[Image box annotation entries]
-=-=-

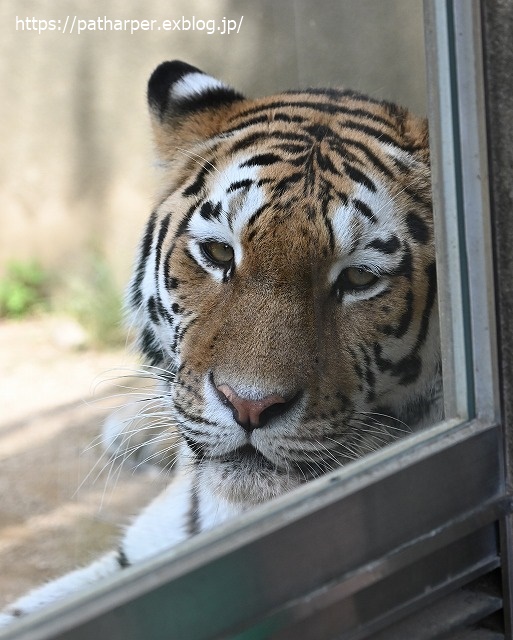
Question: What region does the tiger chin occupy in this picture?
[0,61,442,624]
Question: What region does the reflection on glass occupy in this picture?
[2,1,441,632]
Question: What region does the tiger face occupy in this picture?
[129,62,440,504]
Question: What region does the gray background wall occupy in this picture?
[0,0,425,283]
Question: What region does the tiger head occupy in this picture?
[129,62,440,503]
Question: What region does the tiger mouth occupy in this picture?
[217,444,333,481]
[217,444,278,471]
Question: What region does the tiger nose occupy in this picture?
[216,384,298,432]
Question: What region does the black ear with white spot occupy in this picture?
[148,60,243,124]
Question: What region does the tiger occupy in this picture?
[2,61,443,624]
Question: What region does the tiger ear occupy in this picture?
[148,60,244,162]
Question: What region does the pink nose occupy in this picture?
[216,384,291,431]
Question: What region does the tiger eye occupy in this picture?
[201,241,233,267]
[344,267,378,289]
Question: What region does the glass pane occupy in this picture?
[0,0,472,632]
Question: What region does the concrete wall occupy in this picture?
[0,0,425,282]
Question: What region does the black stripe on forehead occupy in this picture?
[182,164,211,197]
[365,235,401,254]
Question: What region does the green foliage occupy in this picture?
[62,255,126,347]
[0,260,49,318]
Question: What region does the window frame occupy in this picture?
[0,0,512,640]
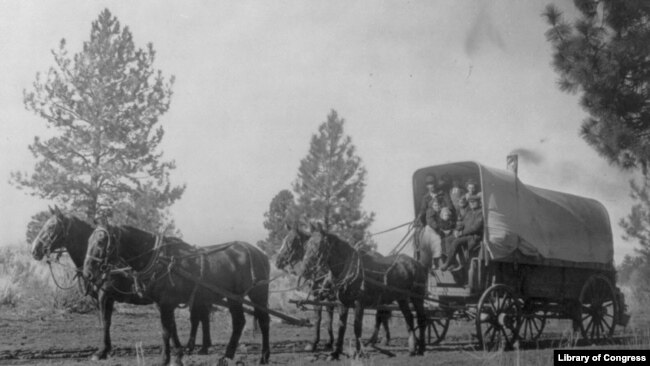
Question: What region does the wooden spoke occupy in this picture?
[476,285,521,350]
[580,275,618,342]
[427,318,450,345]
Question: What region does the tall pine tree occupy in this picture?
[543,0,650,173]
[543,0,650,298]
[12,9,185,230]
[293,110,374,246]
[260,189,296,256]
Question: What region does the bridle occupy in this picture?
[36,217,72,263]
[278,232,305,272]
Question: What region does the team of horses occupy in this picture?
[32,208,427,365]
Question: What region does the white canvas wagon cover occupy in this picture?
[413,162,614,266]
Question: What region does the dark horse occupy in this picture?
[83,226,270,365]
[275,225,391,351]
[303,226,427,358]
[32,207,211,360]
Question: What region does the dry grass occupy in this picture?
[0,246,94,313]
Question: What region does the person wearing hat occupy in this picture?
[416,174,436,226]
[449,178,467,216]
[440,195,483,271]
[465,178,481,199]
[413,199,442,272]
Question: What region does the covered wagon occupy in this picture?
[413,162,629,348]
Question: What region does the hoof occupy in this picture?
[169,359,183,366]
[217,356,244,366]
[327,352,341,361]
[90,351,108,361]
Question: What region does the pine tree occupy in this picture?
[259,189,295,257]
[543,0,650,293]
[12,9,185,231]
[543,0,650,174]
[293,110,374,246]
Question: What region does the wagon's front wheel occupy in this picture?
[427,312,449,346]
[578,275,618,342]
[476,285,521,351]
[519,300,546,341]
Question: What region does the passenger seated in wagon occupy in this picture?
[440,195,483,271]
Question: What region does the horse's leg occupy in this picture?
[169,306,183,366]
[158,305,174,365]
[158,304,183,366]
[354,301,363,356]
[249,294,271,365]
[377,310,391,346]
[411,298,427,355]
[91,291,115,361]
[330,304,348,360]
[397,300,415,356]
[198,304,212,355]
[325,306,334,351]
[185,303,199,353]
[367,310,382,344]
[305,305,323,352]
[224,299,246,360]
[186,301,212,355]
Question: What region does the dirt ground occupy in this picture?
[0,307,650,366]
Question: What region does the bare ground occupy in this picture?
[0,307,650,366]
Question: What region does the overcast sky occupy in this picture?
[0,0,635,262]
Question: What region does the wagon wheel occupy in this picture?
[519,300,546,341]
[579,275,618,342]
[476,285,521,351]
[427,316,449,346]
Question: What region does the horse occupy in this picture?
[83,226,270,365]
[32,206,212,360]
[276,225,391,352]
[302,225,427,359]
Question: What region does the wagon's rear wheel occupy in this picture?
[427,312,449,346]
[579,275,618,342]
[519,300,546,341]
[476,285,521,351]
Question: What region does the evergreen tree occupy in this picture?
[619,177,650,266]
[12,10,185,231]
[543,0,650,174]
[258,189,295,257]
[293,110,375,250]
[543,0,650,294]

-=-=-

PROBLEM TO WORK ON » Render every line of the entries above as a Markdown table with the columns Row and Line, numbering the rows and skipping blank lines. Leave the pictures out of the table.

TASK SOLUTION »
| Row | Line |
|---|---|
| 1 | Question: What region does the tiger chin occupy in this picture? |
| 2 | [0,61,442,624] |
| 3 | Question: What region does the reflection on glass occupy in this picture? |
| 4 | [2,1,441,632] |
| 5 | Question: What region does the tiger face occupy in this picture? |
| 6 | [129,62,440,504] |
| 7 | Question: What region does the gray background wall occupy in this picture? |
| 8 | [0,0,425,283] |
| 9 | Question: What region does the tiger head occupy in this picture? |
| 10 | [129,62,440,503] |
| 11 | Question: What region does the tiger mouth occupy in this picture? |
| 12 | [217,444,333,481] |
| 13 | [217,444,278,471] |
| 14 | Question: What region does the tiger nose occupy in this picture? |
| 15 | [216,384,298,432] |
| 16 | Question: What region does the black ear with white spot occupy in this picture? |
| 17 | [148,60,243,124] |
| 18 | Question: What region does the tiger occupy in this picture? |
| 19 | [2,61,443,624] |
| 20 | Question: What region does the tiger ear occupy in this picture? |
| 21 | [148,60,244,162] |
| 22 | Question: What region does the pink nose occupy in this picture? |
| 23 | [216,384,291,431] |
| 24 | Question: What region does the tiger eye occupy in this picture? |
| 25 | [201,241,233,267] |
| 26 | [344,267,378,289] |
| 27 | Question: What region does the glass pane occupy in this picture? |
| 28 | [0,0,472,632] |
| 29 | Question: What region does the concrete wall occupy in this picture? |
| 30 | [0,0,425,282] |
| 31 | Question: What region does the black stripe on forehead occupy in this picture? |
| 32 | [182,164,211,197] |
| 33 | [365,235,401,254] |
| 34 | Question: What region does the green foliage occupy in this picture? |
| 35 | [62,255,126,347] |
| 36 | [0,260,49,318] |
| 37 | Question: What region does the window frame occupy in this picture? |
| 38 | [0,0,512,640] |
| 39 | Question: What region does the wooden spoke occupy in this picture? |
| 40 | [476,285,521,350] |
| 41 | [580,275,618,342] |
| 42 | [427,318,450,345] |
| 43 | Question: What region does the tall pine tree occupy in this picture? |
| 44 | [543,0,650,173] |
| 45 | [543,0,650,298] |
| 46 | [12,9,185,230] |
| 47 | [293,110,374,246] |
| 48 | [260,189,296,256] |
| 49 | Question: What region does the bridle occupy in this picture? |
| 50 | [36,217,72,263] |
| 51 | [278,232,305,272] |
| 52 | Question: What region does the team of horses occupy in this picture? |
| 53 | [32,208,427,365] |
| 54 | Question: What region does the white canvas wagon cover occupy in this picture? |
| 55 | [413,162,614,266] |
| 56 | Question: What region does the dark horse occupy in this picture? |
| 57 | [83,226,270,365] |
| 58 | [275,225,391,351] |
| 59 | [303,226,427,358] |
| 60 | [32,207,211,360] |
| 61 | Question: What region does the dry grass occupy in this picture? |
| 62 | [0,246,94,313] |
| 63 | Question: What region does the person wearing hat occupy in this picture? |
| 64 | [416,174,436,226] |
| 65 | [449,178,467,216] |
| 66 | [440,195,483,271] |
| 67 | [465,178,481,199] |
| 68 | [413,199,442,272] |
| 69 | Question: What region does the covered wagon occupy in this picture? |
| 70 | [413,162,629,348] |
| 71 | Question: What region does the hoof occupy in this picture? |
| 72 | [169,359,183,366] |
| 73 | [217,356,244,366] |
| 74 | [327,352,341,361] |
| 75 | [90,351,108,361] |
| 76 | Question: What region does the pine tree occupy in this picture? |
| 77 | [259,189,295,257] |
| 78 | [543,0,650,293] |
| 79 | [12,9,185,231] |
| 80 | [543,0,650,174] |
| 81 | [293,110,374,246] |
| 82 | Question: What region does the wagon's front wheel occupy in this picture? |
| 83 | [427,312,449,346] |
| 84 | [578,275,618,342] |
| 85 | [476,285,521,351] |
| 86 | [519,300,546,341] |
| 87 | Question: What region does the passenger seated in wagon occupy in this picture? |
| 88 | [440,195,483,271] |
| 89 | Question: What region does the horse's leg occupy in this picture? |
| 90 | [169,306,183,366] |
| 91 | [158,305,174,365] |
| 92 | [158,304,183,366] |
| 93 | [354,301,363,356] |
| 94 | [249,294,271,365] |
| 95 | [377,310,391,346] |
| 96 | [411,298,427,355] |
| 97 | [91,291,115,361] |
| 98 | [330,304,348,360] |
| 99 | [397,300,415,356] |
| 100 | [198,304,212,355] |
| 101 | [325,306,334,351] |
| 102 | [185,303,199,353] |
| 103 | [367,310,382,344] |
| 104 | [305,305,323,352] |
| 105 | [224,299,246,360] |
| 106 | [186,301,212,355] |
| 107 | Question: What region does the dirt ground occupy in this picture? |
| 108 | [0,307,650,366] |
| 109 | Question: What region does the bare ground occupy in this picture? |
| 110 | [0,307,650,366] |
| 111 | Question: What region does the overcast sky occupy in this picture? |
| 112 | [0,0,635,262] |
| 113 | Question: What region does the wagon wheel occupy in this picture? |
| 114 | [519,300,546,341] |
| 115 | [579,275,618,342] |
| 116 | [476,285,521,351] |
| 117 | [427,316,449,346] |
| 118 | Question: What region does the horse occupy in this picture? |
| 119 | [83,226,270,365] |
| 120 | [32,206,212,360] |
| 121 | [276,225,391,352] |
| 122 | [302,225,427,359] |
| 123 | Question: What region does the wagon's rear wheel occupy in this picture? |
| 124 | [427,312,449,346] |
| 125 | [579,275,618,342] |
| 126 | [519,300,546,341] |
| 127 | [476,285,521,351] |
| 128 | Question: What region does the evergreen tree occupy in this picture? |
| 129 | [619,177,650,266] |
| 130 | [12,10,185,231] |
| 131 | [543,0,650,174] |
| 132 | [258,189,295,257] |
| 133 | [293,110,375,250] |
| 134 | [543,0,650,294] |